Task to complete:
These records are to be written out exactly as they read, minus the pictures.

[Referring expression data]
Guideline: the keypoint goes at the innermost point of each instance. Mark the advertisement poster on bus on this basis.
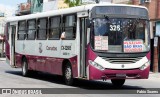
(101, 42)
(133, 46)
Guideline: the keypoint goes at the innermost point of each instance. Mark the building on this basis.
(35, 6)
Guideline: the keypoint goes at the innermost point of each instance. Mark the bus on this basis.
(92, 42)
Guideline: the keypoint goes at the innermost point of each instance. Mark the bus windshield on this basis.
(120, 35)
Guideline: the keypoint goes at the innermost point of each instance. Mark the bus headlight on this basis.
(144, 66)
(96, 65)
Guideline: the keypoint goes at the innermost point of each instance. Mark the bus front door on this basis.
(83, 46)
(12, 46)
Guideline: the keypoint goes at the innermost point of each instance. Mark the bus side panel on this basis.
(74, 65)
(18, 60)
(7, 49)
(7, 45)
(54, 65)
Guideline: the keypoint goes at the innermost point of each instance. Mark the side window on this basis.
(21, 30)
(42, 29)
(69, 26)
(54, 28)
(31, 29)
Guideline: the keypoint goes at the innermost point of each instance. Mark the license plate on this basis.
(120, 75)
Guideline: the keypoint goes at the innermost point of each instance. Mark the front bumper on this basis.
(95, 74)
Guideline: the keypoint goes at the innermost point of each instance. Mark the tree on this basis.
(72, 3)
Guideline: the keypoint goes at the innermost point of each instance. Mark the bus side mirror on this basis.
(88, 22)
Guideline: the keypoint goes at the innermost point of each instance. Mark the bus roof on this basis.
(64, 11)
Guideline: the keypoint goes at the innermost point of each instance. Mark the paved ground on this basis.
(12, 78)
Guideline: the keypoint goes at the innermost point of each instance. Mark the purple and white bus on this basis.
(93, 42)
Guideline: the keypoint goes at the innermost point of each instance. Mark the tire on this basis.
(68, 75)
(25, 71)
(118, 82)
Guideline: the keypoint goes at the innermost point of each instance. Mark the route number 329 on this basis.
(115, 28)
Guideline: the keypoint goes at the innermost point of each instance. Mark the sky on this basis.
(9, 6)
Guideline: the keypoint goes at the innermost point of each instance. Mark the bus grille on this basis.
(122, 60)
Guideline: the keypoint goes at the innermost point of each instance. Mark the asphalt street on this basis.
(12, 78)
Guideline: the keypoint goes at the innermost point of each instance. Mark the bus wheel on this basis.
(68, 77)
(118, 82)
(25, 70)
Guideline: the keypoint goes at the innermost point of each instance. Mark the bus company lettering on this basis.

Output below:
Guideline: the keypoint goes at the innermost point of each instance. Mark the advertisement poster on bus on this basis.
(101, 42)
(133, 46)
Guideline: the keypoint goes at the innermost point of each instance. Mark the building on this basis.
(35, 6)
Guideline: the keypoint goes at the innermost point of each instance. Mark the bus on this basis.
(92, 42)
Guideline: the keypoint goes at the innermost point of each instance. Mark the bus windshield on this basis.
(120, 35)
Guideline: the keypoint goes at the innermost point of each instance. Mark the bus headlight on this basis.
(144, 66)
(96, 65)
Guideline: the keypoint goes at the innermost point of each instance. Mark the bus front door on this basis.
(83, 46)
(12, 46)
Guideline: the keypoint goes at the innermost point of each instance. Mark the bus side panel on this basis.
(74, 65)
(18, 60)
(7, 49)
(7, 45)
(54, 65)
Guideline: the keypoint goes at the innermost point of each instance. Mark the side window on this basis.
(21, 30)
(42, 29)
(69, 26)
(54, 28)
(31, 29)
Guideline: the keypoint goes at the innermost point of each instance. Mark the license plate on this basis.
(120, 75)
Guideline: the keypoint goes at the innermost point of each instance. Mark the front bumper on this basis.
(95, 74)
Guideline: the keypoint goes at the innermost point of each instance. Mark the tree on this basis.
(72, 3)
Guideline: the keypoint goes at the innermost point of each instance. Mark the bus side mirror on this basis.
(88, 22)
Guideline: the keypoint goes at the innermost point of each instance. Mark the bus roof on this basis.
(64, 11)
Guideline: the keypoint goes at the innermost point of each instance. Mark the paved ground on this basis.
(12, 78)
Guideline: the keypoint goes at the innermost point of each instance. Mark the purple and white bus on this basis.
(93, 42)
Guideline: the keypoint goes at the innermost point of each instance. Mark the tire on this basis.
(68, 75)
(25, 71)
(118, 82)
Guideline: the keypoint goes at the innermost point of each instance. Mark the route number 329 on this basis.
(115, 28)
Guideline: the keypoint goes at the innermost point of each instance. Mark the sky on this basis.
(9, 6)
Guideline: the keypoint goes at the innermost point of each instance. Mark the bus grille on this basis.
(122, 60)
Guideline: the keypoint goes at the innermost point of each instance. Mark the asphalt street on this basis.
(12, 78)
Guideline: the keypoint goes at the innermost point of each instance. Mark the bus wheel on this basis.
(68, 77)
(118, 82)
(25, 70)
Guideline: the keypoint goes at the innermost point of each instance. Mark the bus company lettering on this basis.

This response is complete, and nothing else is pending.